··· Records supplied

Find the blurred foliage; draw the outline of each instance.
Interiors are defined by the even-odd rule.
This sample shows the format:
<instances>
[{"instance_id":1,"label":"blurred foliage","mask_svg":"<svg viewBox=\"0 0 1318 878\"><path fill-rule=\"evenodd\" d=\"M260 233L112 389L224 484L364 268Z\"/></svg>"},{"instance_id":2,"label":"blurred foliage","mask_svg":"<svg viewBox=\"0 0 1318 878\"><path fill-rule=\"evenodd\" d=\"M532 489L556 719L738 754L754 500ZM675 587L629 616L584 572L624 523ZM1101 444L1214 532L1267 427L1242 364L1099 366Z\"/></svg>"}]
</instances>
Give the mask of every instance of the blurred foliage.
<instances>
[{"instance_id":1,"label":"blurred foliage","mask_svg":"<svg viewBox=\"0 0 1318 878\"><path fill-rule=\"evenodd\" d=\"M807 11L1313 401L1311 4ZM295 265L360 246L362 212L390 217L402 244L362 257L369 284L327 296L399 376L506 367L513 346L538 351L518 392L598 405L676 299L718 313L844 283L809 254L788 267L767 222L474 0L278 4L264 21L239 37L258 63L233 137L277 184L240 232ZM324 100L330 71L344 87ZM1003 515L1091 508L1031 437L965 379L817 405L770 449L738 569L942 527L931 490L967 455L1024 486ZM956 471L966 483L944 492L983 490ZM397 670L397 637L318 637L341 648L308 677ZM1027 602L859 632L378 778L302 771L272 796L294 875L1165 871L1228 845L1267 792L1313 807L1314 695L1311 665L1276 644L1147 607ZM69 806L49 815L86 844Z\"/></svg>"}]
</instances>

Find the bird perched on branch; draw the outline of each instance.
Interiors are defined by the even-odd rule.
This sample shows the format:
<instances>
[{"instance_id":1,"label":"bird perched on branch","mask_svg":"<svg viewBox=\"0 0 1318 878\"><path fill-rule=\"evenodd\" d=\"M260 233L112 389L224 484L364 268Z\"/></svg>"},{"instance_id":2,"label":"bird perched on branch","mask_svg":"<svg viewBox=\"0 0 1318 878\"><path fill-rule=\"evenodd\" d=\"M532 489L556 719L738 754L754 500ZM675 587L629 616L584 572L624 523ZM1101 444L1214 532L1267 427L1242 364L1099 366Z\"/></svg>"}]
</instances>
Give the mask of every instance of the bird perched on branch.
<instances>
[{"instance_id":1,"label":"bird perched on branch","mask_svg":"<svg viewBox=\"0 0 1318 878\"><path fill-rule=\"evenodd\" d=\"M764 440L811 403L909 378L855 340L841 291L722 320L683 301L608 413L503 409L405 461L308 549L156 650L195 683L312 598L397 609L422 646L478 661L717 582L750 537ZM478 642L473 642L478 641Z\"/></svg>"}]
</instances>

······

- _The problem_
Copy out word for word the part of the items starting at the line that contains "Find the bird" and ending at the last line of the items.

- _Complete response_
Find the bird perched on branch; draw the outline of each instance.
Interiors are defined by the even-odd rule.
This sample shows the format:
<instances>
[{"instance_id":1,"label":"bird perched on branch","mask_svg":"<svg viewBox=\"0 0 1318 878\"><path fill-rule=\"evenodd\" d=\"M260 233L112 389L224 484L364 268Z\"/></svg>"},{"instance_id":2,"label":"bird perched on branch","mask_svg":"<svg viewBox=\"0 0 1318 878\"><path fill-rule=\"evenodd\" d=\"M532 489L556 719L738 754L754 500ZM675 587L629 616L584 572L624 523ZM1101 444L1214 532L1267 427L1242 364L1099 366Z\"/></svg>"}]
</instances>
Give the mask of every instance of the bird perched on branch.
<instances>
[{"instance_id":1,"label":"bird perched on branch","mask_svg":"<svg viewBox=\"0 0 1318 878\"><path fill-rule=\"evenodd\" d=\"M764 440L811 403L909 378L855 340L841 291L722 320L683 301L608 413L503 409L405 461L308 549L156 650L195 683L312 598L397 609L422 646L478 661L717 582L750 537ZM478 642L473 642L478 641Z\"/></svg>"}]
</instances>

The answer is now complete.